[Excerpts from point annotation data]
** BEGIN **

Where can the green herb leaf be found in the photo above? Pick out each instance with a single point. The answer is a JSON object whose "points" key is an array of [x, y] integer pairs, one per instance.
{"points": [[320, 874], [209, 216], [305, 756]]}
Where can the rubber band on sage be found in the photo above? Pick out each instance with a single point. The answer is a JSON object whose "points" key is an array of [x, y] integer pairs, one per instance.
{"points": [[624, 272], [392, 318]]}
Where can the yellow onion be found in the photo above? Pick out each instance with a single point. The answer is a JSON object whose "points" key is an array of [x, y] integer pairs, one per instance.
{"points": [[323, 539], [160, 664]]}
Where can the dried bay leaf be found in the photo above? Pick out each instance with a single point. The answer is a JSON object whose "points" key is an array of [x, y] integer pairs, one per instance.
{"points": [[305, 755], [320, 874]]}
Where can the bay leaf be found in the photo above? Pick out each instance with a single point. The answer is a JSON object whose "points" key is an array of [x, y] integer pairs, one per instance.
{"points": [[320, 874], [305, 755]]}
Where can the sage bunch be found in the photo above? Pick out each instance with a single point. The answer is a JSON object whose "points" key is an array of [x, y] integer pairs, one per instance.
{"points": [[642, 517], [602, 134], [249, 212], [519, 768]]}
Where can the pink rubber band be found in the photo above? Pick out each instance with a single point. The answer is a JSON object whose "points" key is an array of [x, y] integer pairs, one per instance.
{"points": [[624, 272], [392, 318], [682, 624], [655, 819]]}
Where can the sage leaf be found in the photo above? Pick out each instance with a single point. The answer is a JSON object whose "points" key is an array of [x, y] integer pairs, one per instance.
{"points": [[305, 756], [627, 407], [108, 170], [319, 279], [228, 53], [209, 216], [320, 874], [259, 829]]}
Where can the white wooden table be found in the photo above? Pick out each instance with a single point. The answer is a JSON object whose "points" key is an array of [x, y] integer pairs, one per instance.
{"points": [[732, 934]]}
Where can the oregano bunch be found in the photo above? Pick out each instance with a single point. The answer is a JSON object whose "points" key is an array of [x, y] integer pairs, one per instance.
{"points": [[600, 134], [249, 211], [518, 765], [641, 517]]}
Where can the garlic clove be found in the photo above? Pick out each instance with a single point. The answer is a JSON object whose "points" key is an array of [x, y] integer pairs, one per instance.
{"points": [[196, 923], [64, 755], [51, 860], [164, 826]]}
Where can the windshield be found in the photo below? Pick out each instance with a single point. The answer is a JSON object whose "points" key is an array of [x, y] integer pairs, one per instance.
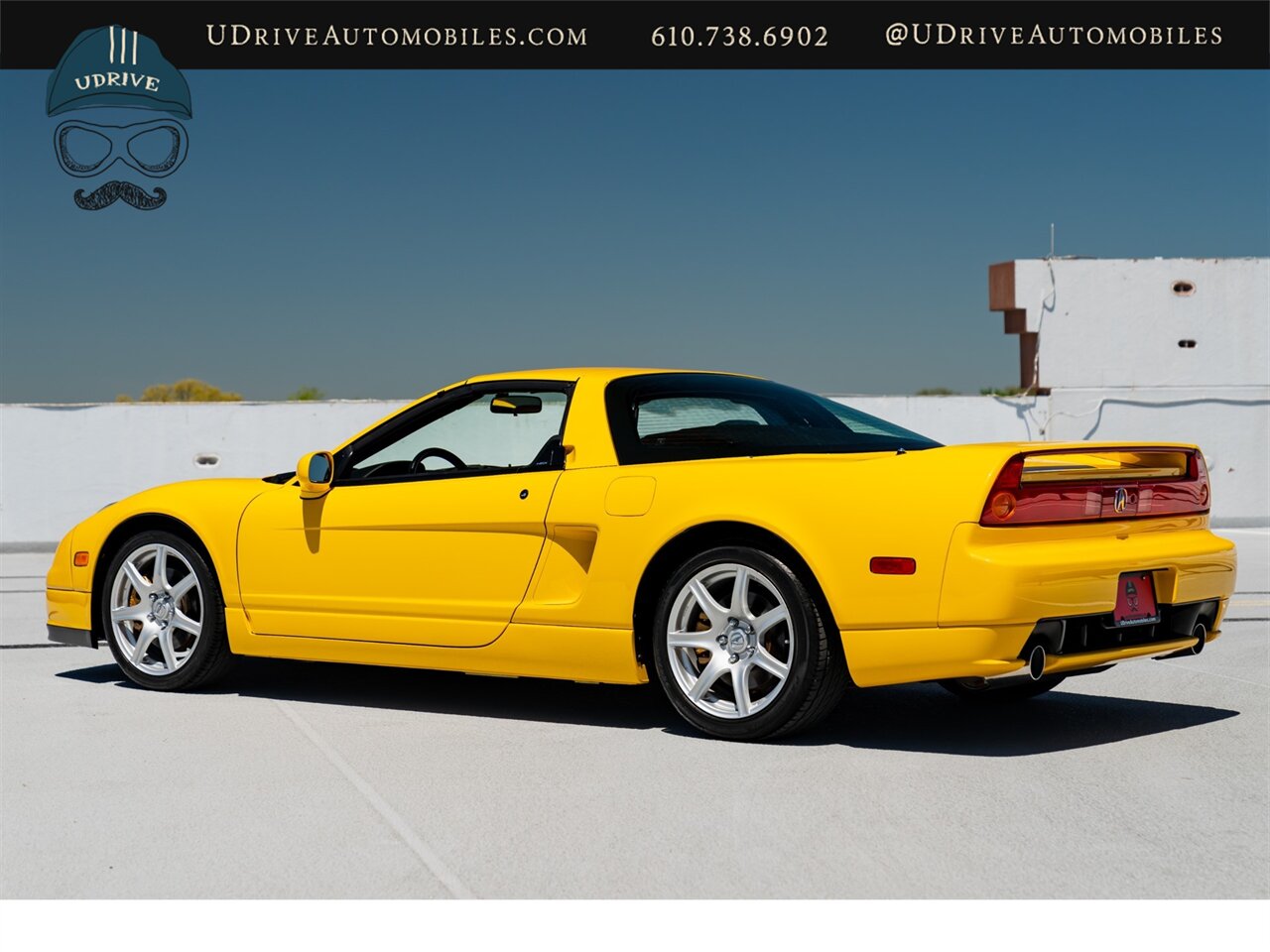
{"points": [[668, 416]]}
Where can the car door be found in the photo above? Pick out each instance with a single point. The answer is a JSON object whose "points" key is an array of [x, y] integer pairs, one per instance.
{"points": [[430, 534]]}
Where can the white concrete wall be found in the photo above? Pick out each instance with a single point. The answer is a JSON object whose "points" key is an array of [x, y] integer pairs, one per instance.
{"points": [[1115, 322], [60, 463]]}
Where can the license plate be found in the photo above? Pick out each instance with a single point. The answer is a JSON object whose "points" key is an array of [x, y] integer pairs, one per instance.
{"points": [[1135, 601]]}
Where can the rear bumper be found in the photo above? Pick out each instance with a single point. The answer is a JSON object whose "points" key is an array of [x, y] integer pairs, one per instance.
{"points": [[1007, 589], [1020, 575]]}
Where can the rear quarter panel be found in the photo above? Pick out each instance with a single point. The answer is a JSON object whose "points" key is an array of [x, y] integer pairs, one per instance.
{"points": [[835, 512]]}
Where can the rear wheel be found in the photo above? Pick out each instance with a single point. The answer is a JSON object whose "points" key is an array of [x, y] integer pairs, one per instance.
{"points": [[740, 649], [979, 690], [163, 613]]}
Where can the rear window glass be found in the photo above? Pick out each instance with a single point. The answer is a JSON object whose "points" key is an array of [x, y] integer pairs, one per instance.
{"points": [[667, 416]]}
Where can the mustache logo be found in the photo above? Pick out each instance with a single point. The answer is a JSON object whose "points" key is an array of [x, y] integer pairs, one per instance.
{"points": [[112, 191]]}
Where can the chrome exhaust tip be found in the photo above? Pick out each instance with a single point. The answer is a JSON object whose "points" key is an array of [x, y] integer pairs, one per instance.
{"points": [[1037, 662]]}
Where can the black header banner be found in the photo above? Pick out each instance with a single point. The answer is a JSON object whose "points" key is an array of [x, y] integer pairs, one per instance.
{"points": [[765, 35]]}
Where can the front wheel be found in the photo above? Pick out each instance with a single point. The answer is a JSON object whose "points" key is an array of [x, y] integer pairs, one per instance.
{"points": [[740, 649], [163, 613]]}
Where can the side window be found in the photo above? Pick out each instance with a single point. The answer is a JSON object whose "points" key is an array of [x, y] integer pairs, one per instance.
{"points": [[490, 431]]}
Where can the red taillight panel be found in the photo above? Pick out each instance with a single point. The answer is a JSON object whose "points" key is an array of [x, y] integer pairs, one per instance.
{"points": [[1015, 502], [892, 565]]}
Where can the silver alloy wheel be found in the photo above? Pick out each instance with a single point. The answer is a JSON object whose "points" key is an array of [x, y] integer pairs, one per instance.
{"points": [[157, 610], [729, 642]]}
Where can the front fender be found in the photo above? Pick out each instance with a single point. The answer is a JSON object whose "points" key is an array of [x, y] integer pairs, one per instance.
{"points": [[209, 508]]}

** END **

Transcribe all of the records above character for character. Exclude the pictures.

- Solution
Where can the green herb leaf be found in the photo above? Pick out each instance with a single point. The answer is a JSON object whose "points" key is an array of [x, y] integer pairs, one per instance.
{"points": [[320, 874], [209, 216], [305, 756]]}
Where can the rubber band on sage be found in the photo above? Pick out each instance with a single point. The answer is a JSON object whose "points" key is an array of [x, y] integer pairs, one per instance.
{"points": [[624, 272], [392, 318]]}
Where can the yellow onion be found in the photo above? Pick out each instance with a single point. The answer is a JSON object whose "points" key is an array of [x, y] integer pairs, one per instance.
{"points": [[323, 539], [160, 664]]}
Where can the dried bay leaf be found in the photo above? Pick out each instance with a single point. The answer is a JSON object whose "points" key is an array of [x, y] integer pairs, one per instance.
{"points": [[305, 755], [320, 874]]}
Where can the bay leaf be found in the photo above? Pick out each instance with a single point. The answer is a JSON object whose "points" key is an array of [x, y] integer pairs, one per instance.
{"points": [[320, 874], [305, 755]]}
Where can the sage bunch be found in the photo above? Pick out each instance with a single point. The answer is a JSON object whose "points" key is an array of [x, y] integer pairs, one per instance.
{"points": [[642, 517], [602, 134], [249, 212], [519, 768]]}
Where can the pink rubber band be found in the photo above? Pick out each instance with a single point. The answer is a JSON object whose "points" key is an array of [x, y] integer pairs, one per instance.
{"points": [[624, 272], [392, 318], [682, 624], [655, 819]]}
Where can the sage leaf be found in the photo above? Pick out each instance with a single point. The answer is a JSON object whose "points" key is an array of [x, y] integer pairs, one per instance.
{"points": [[305, 756], [627, 407], [108, 170], [319, 279], [228, 53], [209, 216], [320, 874], [259, 829]]}
Where can the white wooden table be found in the photo above? Pick out each instance with a single point. The answer is a JSON object whose "points" key is an array of [x, y] integer pairs, one per instance.
{"points": [[732, 934]]}
Where can the oregano bunch be found in the photo above? Pick out each instance with a single point. The answer is a JSON object whose "points" key is an array of [x, y] integer pairs, one per instance.
{"points": [[600, 134], [249, 211], [518, 765], [641, 517]]}
Where can the garlic clove be found in the photo above? Pick out each instance with a single point. The answer is a JSON object whose "points" key is an array of [x, y] integer pairs, one per instance.
{"points": [[196, 923], [64, 755], [51, 860], [164, 826]]}
Where can the windshield be found in the photo below? Pick out each instance with a single point. The answer is a JSON object whose "points" key is an array of [x, y] integer pairs, one per instance.
{"points": [[668, 416]]}
Where can the car door be found in the photo above? Pick out each instance with a single point. The answer is a JSON object whose "points" key is an array of [x, y] integer pairs, one per instance.
{"points": [[430, 534]]}
Where can the white concrete wall be found in the photo above? Pick out each instance with a single point. The answer is a JSON object whose "points" key is an array of [x, y] integer pairs, one per instance.
{"points": [[1115, 322], [60, 463]]}
Where can the license plate be found in the photo above? Pick out each instance with a single point. The answer is a JSON object whose "points" key is an array of [x, y] integer pairs, one per instance.
{"points": [[1135, 601]]}
Where can the rear bumper be found in the photo above? Pick out each instance with a single point. The answer is a JSON object whose "points" key is an array of [x, y] integer pairs, one per instance.
{"points": [[1007, 589], [1020, 575]]}
Where can the rear quarter panel be found in the photo above? Pick out each instance with a single point. The answer is a JSON object whose "points" key is an array of [x, y] integer pairs, one per instance.
{"points": [[835, 512]]}
Where can the rear wheel be found in the photo above? Pick out each instance with a single point. The answer is a JSON object whose "points" key is an array of [x, y] integer pairs, one per instance.
{"points": [[740, 649], [979, 690], [163, 613]]}
Where can the rear window glass be found in the photo above? Pick out each instance with a single point. The answer is a JSON object whose "points" key is an array of [x, y] integer pairs, one per instance.
{"points": [[667, 416]]}
Where can the mustache logo be found in the photo above? Pick out each instance with a single point. The answer is a JSON object whose "points" key is an array of [x, y] integer pairs, one per instance.
{"points": [[112, 191]]}
Where can the chrome exhaust tip be found in the photo above? Pick out each instance with a single point. The answer is a JSON object whose "points" key is an array of [x, y] integer pairs, one per instance.
{"points": [[1037, 662]]}
Where can the black header banner be found in the photo above? Pick out each instance with a single point. The answer is a JSON object whose "points" key is an array of [x, y] integer pairs, one per instance.
{"points": [[765, 35]]}
Where can the front wheel be found in the photo above? Pick out each instance with a single point. The answer is a JSON object whose "points" key is an array of [x, y] integer pairs, one per instance.
{"points": [[740, 649], [163, 613]]}
Where can the side window be found in the photo above? Pick out each instance with a single point. The answer is a JSON object whose "points" key is an array of [x, y] integer pairs, one per instance.
{"points": [[490, 431]]}
Where can the red taillight panel be found in the photo above? Pick out each instance with a single point. The answer is a JSON object whose "points" key is an array of [x, y] integer pairs, one per instance.
{"points": [[1015, 502], [892, 565]]}
Where can the silver alloy wheel be found in the photo above? Pick out each instance with a single point. The answer is a JSON object whose "points" key is an array of [x, y] integer pairs, one per instance.
{"points": [[157, 610], [729, 642]]}
Where can the front fender be found in the photo above? Pick out each instance with a single point. The answer is a JSON object whose "points" key is an array of [x, y] integer pairs, one per instance.
{"points": [[209, 508]]}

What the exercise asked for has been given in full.